Ivan Seeking said:
This has nothing to do with misleading young people into making bad decisions.
You say, "Nothing," and I say, "Everything."
Impasse.
How about measuring "degree of misdirection" in terms of "due diligence" on the part of the "buyer" and actual contract performance on the part of the seller?
The question was so obvious as to be rhetorical.
Obvious to whom? The membership of the cult of brainwashed liberals? If you make the simple statement that boot camp is like cult brainwashing
in your opinion,
then people are free to agree or disagree. As an opinion, the point is irrelevant to discussion of your original question in this thread.
If you ask people to compare boot camp and cult brainwashing, you should expect to get comparisons. Such comparisons are still irrelevant to the discussion of your original question, but you really do need to address them since you brought them up.
You then announce that you are equating boot camp and cult brainwashing rhetorically --- are you "immorally" attempting to "mislead" forum members into accepting opinion as fact?
I stated the purpose of boot camp - survival and success in battle. This happens by making people killing machines that take orders like robots.
You have stated that you have no experience of basic training.

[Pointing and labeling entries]
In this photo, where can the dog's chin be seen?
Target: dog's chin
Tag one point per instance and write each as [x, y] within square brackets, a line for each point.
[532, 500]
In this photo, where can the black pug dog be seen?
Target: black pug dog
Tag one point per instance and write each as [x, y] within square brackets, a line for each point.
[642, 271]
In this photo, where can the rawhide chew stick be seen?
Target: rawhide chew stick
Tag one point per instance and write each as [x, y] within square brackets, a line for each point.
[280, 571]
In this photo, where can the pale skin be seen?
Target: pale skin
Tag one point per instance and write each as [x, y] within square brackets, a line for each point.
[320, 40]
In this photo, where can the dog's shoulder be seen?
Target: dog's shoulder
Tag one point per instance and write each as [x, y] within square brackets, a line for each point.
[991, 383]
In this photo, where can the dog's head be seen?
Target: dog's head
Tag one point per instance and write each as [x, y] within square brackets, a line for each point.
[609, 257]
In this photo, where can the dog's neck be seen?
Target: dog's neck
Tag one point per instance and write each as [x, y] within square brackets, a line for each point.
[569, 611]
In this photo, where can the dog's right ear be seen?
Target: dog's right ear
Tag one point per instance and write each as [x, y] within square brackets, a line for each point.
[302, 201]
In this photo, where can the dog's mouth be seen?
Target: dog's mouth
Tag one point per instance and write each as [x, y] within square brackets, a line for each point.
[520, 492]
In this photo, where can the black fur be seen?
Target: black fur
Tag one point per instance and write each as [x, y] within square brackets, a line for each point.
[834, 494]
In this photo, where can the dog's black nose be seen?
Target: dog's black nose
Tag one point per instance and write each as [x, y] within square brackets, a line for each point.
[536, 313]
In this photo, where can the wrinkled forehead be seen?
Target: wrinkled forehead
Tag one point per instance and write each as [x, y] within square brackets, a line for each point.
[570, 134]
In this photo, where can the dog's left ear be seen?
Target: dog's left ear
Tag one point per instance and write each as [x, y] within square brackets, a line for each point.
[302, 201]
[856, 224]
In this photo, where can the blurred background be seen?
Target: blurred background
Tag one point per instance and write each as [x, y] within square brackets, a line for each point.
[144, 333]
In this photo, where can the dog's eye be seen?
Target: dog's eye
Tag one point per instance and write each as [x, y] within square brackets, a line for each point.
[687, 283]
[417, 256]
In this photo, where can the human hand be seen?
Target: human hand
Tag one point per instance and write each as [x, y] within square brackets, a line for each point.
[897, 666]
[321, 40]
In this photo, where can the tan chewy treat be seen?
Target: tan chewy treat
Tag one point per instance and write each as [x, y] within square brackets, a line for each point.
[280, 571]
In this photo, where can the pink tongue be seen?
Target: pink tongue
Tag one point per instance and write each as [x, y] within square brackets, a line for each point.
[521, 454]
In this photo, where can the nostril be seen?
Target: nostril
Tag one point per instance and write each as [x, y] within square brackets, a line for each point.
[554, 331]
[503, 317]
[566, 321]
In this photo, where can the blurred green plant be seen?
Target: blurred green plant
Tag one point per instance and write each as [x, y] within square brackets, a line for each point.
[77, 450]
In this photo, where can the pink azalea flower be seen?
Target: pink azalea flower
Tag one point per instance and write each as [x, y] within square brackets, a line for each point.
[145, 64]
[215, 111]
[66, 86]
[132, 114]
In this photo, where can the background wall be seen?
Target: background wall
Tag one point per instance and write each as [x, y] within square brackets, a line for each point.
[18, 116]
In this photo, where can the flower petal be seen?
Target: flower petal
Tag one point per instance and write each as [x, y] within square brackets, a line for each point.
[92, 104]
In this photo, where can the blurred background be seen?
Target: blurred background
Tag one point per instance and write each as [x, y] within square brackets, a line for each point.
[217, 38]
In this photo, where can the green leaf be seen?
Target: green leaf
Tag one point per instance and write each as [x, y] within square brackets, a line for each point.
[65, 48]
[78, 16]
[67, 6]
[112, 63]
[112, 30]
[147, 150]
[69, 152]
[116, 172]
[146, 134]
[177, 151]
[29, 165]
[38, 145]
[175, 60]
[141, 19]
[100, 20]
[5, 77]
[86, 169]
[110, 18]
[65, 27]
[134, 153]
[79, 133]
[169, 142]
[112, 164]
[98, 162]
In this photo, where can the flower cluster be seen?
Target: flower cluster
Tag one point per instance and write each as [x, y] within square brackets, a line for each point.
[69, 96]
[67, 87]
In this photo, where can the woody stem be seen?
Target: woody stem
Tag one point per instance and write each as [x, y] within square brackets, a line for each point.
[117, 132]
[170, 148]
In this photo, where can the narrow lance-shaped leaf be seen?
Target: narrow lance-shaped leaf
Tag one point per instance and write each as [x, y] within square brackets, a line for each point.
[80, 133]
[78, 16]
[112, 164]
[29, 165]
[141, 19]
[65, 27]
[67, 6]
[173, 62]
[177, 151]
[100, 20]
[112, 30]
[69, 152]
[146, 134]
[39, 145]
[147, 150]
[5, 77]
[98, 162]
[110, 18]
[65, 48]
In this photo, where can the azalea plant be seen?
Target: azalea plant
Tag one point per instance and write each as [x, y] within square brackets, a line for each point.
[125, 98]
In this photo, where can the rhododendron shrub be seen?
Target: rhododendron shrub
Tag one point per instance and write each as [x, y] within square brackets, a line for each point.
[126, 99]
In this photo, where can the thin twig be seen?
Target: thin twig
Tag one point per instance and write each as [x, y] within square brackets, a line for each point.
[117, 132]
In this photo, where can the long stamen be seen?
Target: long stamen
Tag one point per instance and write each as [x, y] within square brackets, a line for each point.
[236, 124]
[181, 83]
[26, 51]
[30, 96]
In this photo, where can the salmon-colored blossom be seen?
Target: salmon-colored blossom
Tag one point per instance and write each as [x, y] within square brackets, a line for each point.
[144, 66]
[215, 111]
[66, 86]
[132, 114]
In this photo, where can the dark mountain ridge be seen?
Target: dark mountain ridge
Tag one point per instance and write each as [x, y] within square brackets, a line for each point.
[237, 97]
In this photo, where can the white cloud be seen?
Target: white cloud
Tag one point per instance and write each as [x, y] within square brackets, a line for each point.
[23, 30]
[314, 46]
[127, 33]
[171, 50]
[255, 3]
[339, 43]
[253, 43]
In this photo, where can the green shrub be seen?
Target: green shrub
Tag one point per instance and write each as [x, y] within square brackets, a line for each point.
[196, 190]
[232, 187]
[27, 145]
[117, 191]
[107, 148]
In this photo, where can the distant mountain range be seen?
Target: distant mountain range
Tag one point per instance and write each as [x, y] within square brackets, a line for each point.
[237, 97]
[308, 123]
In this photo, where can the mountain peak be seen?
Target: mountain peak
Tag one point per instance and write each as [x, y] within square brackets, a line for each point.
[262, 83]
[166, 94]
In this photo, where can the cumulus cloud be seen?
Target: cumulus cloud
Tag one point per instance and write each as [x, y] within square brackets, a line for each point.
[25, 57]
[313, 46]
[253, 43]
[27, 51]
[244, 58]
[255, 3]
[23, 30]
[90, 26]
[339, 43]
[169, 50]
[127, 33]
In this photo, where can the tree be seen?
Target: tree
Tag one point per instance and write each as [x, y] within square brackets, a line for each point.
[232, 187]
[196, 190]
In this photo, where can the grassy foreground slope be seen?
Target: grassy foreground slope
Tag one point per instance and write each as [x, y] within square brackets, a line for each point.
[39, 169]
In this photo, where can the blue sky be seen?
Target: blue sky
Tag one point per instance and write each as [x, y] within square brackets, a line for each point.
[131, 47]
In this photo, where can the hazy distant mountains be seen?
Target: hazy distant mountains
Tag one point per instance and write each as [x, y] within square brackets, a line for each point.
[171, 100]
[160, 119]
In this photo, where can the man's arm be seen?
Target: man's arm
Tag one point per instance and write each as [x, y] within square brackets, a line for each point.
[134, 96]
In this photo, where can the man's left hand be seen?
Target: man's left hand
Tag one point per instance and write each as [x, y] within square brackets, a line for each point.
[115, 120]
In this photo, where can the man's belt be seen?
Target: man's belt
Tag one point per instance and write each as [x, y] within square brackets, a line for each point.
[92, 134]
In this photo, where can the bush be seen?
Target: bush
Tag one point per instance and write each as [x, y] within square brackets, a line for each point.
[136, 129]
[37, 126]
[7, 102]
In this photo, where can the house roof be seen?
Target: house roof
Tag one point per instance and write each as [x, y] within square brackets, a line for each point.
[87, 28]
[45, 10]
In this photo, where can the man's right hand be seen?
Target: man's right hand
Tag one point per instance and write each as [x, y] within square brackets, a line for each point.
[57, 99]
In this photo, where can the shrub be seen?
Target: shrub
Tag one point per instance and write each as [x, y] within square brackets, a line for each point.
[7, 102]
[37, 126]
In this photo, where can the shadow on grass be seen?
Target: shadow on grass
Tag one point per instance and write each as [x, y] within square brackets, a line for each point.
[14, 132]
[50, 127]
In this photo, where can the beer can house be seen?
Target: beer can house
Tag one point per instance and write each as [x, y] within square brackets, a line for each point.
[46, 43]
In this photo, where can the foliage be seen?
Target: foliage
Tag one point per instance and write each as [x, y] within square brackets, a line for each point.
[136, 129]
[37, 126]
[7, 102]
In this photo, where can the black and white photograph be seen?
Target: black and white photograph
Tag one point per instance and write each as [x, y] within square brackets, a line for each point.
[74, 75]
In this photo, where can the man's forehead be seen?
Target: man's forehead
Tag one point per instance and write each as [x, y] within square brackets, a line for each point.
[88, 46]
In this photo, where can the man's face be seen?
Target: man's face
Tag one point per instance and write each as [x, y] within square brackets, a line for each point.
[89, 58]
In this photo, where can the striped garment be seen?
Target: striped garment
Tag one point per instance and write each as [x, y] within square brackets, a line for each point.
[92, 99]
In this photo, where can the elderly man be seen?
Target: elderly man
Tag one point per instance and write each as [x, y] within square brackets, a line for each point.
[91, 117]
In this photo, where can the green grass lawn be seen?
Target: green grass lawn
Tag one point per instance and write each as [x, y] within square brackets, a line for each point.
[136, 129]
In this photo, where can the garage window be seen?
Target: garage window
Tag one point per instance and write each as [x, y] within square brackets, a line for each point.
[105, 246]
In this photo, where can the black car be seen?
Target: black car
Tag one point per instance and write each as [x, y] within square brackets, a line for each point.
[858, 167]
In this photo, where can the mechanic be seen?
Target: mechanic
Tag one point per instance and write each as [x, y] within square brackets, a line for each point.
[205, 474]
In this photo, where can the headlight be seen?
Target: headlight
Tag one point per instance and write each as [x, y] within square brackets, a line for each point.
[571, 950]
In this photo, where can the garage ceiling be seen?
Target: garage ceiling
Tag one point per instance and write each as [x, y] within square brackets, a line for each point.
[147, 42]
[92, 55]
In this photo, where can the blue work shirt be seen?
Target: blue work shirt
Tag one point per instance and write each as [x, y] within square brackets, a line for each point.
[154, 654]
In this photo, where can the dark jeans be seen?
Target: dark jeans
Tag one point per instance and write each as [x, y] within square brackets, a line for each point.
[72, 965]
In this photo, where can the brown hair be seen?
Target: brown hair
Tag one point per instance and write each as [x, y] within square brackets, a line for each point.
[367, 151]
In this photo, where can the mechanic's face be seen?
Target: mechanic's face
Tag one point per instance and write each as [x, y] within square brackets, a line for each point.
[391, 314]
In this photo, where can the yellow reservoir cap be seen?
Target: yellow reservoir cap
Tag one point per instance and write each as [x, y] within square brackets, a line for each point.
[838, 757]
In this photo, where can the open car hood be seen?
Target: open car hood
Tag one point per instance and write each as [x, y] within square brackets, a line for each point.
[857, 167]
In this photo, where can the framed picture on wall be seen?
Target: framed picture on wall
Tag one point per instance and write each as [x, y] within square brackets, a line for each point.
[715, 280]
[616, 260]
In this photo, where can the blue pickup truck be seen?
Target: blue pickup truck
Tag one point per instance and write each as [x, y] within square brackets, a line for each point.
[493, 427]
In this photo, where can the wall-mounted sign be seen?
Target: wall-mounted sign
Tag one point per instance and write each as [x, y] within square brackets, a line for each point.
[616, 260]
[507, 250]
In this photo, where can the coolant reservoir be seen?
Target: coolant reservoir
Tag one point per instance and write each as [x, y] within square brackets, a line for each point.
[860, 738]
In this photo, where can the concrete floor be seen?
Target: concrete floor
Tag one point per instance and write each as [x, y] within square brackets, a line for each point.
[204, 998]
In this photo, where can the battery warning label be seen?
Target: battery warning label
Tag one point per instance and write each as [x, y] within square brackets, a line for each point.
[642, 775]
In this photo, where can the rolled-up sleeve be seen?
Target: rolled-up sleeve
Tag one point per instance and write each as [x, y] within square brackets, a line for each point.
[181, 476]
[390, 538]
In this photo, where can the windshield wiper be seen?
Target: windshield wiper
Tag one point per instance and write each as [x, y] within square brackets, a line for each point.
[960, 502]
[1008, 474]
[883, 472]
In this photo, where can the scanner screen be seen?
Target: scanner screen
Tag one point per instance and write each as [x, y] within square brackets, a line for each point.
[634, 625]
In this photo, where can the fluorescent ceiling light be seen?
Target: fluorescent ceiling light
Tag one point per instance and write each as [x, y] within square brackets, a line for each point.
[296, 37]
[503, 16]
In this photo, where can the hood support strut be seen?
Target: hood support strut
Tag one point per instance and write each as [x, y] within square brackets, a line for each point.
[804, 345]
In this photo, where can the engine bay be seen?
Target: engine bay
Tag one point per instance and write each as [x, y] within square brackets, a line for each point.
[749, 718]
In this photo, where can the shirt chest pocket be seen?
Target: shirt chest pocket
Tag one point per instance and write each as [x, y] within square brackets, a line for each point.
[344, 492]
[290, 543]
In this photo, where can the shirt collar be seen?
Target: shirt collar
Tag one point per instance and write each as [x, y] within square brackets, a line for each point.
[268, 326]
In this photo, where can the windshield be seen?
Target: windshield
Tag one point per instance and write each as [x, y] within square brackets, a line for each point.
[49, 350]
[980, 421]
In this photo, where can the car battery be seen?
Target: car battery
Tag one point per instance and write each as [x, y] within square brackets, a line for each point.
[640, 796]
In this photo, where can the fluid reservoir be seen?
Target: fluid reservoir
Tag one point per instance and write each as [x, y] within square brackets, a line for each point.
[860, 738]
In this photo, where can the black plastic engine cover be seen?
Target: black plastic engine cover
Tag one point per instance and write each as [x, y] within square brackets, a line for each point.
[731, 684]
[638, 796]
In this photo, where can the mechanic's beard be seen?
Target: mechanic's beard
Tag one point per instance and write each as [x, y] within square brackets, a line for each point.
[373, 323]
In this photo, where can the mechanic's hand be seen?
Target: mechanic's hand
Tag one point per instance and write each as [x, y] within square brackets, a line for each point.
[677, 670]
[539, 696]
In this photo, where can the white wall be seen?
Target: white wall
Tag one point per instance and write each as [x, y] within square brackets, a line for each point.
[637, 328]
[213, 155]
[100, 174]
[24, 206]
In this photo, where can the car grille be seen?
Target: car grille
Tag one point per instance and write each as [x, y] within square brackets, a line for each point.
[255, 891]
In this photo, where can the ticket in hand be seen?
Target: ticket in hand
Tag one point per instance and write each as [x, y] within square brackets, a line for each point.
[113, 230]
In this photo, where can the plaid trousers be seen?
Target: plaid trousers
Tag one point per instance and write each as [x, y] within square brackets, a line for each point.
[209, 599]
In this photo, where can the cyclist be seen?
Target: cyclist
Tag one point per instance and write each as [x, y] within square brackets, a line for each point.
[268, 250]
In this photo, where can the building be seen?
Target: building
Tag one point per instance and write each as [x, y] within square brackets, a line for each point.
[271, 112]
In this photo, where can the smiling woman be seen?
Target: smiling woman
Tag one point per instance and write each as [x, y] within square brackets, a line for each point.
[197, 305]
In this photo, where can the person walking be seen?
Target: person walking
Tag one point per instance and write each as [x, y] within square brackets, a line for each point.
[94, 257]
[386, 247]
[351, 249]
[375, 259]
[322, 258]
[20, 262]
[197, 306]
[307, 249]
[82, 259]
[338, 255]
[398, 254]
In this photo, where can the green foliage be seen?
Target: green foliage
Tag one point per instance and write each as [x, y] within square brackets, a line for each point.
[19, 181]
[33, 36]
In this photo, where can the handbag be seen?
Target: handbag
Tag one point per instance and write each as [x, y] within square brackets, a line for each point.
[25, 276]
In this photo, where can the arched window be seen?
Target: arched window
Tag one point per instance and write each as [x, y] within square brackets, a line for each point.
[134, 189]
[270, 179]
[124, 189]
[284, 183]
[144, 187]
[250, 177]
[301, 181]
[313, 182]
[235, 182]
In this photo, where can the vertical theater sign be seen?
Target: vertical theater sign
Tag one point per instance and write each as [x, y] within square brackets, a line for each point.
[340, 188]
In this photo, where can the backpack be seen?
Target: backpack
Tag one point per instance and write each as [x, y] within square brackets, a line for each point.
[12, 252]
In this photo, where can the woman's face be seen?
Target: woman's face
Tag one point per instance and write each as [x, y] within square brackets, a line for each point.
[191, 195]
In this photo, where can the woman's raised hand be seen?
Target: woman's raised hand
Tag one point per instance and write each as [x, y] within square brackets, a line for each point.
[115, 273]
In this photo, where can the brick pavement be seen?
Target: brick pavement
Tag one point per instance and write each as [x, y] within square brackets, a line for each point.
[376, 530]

→ Aim: Continue the forum exchange about boot camp and cult brainwashing, picking up right after its final sentence.

→ Written response:
Training doctrines evolve over time, "natural selection" favoring the doctrines employed by successful military organizations. The identification and characterization of "successful organizations," and of the training doctrines they employ is a major topic of military science, a contentious topic, and a topic lacking consensus. There is a further complication of the problem in that training doctrines are seldom synchronous with tactical and strategic doctrines, and tactical and strategic doctrines are seldom reflections of tactical and strategic realities.
The only military organization arguably applying a training doctrine that abandons cultural mores would be the FFL --- and, even it has not abandoned the mores of the culture it serves, only those of some of the cultures from which personnel are recruited.
"The only good injun is a dead injun," and "The Japanese language will be spoken only in hell" reflect "Manifest Destiny" and Roosevelt's insistence on unconditional surrender. Your "robot killing machines" got not only cultural approval, but acclamation. What your "robot killing machines" thought of the acclamation and the culture might surprise you.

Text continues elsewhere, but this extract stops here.